**Work task**
Word for word, retype every line of the data.

[Referring expression data]
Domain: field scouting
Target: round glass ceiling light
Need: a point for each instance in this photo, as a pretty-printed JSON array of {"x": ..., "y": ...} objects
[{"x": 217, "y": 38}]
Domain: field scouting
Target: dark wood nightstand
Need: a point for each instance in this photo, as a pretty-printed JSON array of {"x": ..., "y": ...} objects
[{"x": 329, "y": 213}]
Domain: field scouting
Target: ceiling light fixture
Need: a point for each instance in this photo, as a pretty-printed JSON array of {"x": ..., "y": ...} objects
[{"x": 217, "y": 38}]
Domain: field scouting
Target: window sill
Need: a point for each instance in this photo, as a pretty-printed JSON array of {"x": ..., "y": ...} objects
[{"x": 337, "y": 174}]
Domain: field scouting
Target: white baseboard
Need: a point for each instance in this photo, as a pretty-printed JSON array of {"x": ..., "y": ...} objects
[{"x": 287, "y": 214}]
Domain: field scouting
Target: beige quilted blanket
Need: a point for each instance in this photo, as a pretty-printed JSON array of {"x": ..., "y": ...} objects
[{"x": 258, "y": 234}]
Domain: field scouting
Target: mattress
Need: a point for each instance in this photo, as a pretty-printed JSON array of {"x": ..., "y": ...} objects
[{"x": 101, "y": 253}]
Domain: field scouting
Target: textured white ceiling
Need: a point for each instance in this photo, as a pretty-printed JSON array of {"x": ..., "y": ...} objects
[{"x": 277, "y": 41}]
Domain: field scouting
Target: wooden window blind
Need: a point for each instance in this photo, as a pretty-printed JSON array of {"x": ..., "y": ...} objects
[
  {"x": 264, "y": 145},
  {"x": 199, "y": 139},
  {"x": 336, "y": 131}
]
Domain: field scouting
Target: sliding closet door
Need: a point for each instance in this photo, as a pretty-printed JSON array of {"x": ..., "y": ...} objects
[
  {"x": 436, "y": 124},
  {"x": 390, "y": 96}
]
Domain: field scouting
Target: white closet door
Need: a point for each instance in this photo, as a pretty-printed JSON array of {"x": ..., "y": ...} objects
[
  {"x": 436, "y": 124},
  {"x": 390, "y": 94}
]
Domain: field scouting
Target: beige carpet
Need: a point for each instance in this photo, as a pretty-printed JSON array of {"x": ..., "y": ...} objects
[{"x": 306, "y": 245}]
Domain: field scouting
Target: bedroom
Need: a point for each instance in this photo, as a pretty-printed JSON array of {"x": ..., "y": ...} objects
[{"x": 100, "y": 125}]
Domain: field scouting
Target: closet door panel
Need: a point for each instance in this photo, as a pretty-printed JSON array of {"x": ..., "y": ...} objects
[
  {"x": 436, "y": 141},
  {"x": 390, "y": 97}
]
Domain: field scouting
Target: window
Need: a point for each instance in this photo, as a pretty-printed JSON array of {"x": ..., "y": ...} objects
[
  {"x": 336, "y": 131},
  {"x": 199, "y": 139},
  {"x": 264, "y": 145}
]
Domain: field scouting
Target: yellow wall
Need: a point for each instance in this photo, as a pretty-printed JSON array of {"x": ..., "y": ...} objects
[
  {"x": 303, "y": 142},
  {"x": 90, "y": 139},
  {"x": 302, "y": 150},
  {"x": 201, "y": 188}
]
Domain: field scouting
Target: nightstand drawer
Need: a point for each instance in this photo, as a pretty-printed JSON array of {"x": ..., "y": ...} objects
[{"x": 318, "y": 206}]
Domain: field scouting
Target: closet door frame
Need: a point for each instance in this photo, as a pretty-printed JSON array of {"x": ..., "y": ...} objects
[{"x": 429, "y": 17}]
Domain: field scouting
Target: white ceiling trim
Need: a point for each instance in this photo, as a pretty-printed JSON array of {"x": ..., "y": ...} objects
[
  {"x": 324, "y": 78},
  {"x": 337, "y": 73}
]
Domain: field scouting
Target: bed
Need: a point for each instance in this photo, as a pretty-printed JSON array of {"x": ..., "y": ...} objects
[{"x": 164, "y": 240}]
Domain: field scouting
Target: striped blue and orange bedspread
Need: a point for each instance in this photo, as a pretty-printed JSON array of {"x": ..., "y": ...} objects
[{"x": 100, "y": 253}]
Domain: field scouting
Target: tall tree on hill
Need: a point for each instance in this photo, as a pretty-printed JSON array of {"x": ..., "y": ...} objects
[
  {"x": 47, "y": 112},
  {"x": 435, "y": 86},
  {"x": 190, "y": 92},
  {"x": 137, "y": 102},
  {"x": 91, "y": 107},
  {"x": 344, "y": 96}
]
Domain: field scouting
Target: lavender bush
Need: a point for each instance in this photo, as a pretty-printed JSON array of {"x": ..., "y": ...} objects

**Solution for this exercise**
Domain: field scouting
Target: round glass ceiling light
Need: a point for each instance in this photo, as a pretty-printed JSON array of {"x": ..., "y": ...} objects
[{"x": 217, "y": 38}]
Domain: field scouting
Target: dark wood nightstand
Need: a point for each instance in this photo, as a pretty-printed JSON array of {"x": ..., "y": ...} objects
[{"x": 329, "y": 213}]
Domain: field scouting
Target: ceiling light fixture
Need: a point for each instance in this photo, as a pretty-printed JSON array of {"x": ..., "y": ...} objects
[{"x": 217, "y": 38}]
Domain: field scouting
Target: window sill
Need: a point for each instance in this photo, as a pretty-printed JSON array of {"x": ..., "y": ...} objects
[{"x": 337, "y": 174}]
Domain: field scouting
Target: white baseboard
Need: a point for each instance in this photo, as a pretty-printed JSON array of {"x": ..., "y": ...} objects
[{"x": 287, "y": 214}]
Domain: field scouting
Target: beige quilted blanket
Need: a point for each instance in this photo, as a pretty-printed JSON array of {"x": ..., "y": ...} objects
[{"x": 258, "y": 234}]
Domain: field scouting
Target: mattress
Need: a point for each instance in this photo, as a pretty-printed JSON array of {"x": ..., "y": ...} objects
[{"x": 101, "y": 253}]
Domain: field scouting
Target: textured white ceiling
Need: a point for each instance in this photo, as a pretty-printed JSON array of {"x": ..., "y": ...} objects
[{"x": 277, "y": 41}]
Domain: field scouting
Target: wooden window blind
Need: a point for each instance in this photo, as a pretty-printed JSON array of {"x": ..., "y": ...} objects
[
  {"x": 264, "y": 145},
  {"x": 199, "y": 139},
  {"x": 336, "y": 131}
]
Domain: field scouting
Target: sliding closet door
Need: a point for each instance in this photo, as a pretty-printed JSON array of {"x": ..., "y": ...} objects
[
  {"x": 436, "y": 124},
  {"x": 390, "y": 96}
]
Domain: field scouting
Target: white closet door
Need: a point for each instance in this photo, as a pretty-printed JSON array of {"x": ..., "y": ...} objects
[
  {"x": 436, "y": 124},
  {"x": 390, "y": 94}
]
Domain: field scouting
Target: beige carpet
Need: a point for each instance in this photo, as a pretty-printed JSON array of {"x": ..., "y": ...} objects
[{"x": 306, "y": 245}]
Domain: field scouting
Target: bedroom
Need: a point for each instance in this photo, as a pretty-printed JSON array of {"x": ..., "y": ...} objects
[{"x": 100, "y": 125}]
Domain: field scouting
Target: closet door panel
Need: a point for each instance in this photo, as a pretty-printed JSON array of {"x": ..., "y": ...} objects
[
  {"x": 436, "y": 141},
  {"x": 390, "y": 97}
]
Domain: field scouting
Target: window
Need: a point for each instance in this photo, as a pretty-printed JSON array of {"x": ..., "y": ...} objects
[
  {"x": 336, "y": 131},
  {"x": 199, "y": 139},
  {"x": 264, "y": 145}
]
Domain: field scouting
Target: yellow wall
Need: a point for each instance in this photo, as a pretty-printed JSON array of {"x": ..., "y": ...} objects
[
  {"x": 303, "y": 142},
  {"x": 90, "y": 139},
  {"x": 302, "y": 150},
  {"x": 201, "y": 188}
]
Domain: field scouting
Target: nightstand drawer
Need: a point for each instance in this photo, as a pretty-printed JSON array of {"x": ..., "y": ...} objects
[{"x": 318, "y": 206}]
Domain: field scouting
Target: closet door frame
Need: a point for each instance in this photo, as a pretty-printed JSON array of {"x": ..., "y": ...} objects
[{"x": 429, "y": 17}]
Domain: field scouting
Target: white ceiling trim
Need: a point for each instance in this photo, as a pretty-printed JSON array of {"x": ..., "y": ...} objects
[
  {"x": 324, "y": 78},
  {"x": 337, "y": 73}
]
Domain: field scouting
Target: bed
Need: a point for each instance in this photo, as a pretty-printed JSON array of {"x": ..., "y": ...} objects
[{"x": 164, "y": 240}]
Domain: field scouting
Target: striped blue and orange bedspread
Need: a point for each instance in this photo, as a pretty-printed JSON array of {"x": ..., "y": ...} objects
[{"x": 100, "y": 253}]
Domain: field scouting
Target: tall tree on hill
Need: a point for each instance in this photo, as a pretty-printed JSON array of {"x": ..., "y": ...} objects
[
  {"x": 47, "y": 112},
  {"x": 435, "y": 86},
  {"x": 190, "y": 92},
  {"x": 137, "y": 102},
  {"x": 91, "y": 107},
  {"x": 344, "y": 96}
]
Domain: field scouting
Target: lavender bush
Need: a point for each instance in this photo, as a pretty-printed JSON array of {"x": ..., "y": ...} objects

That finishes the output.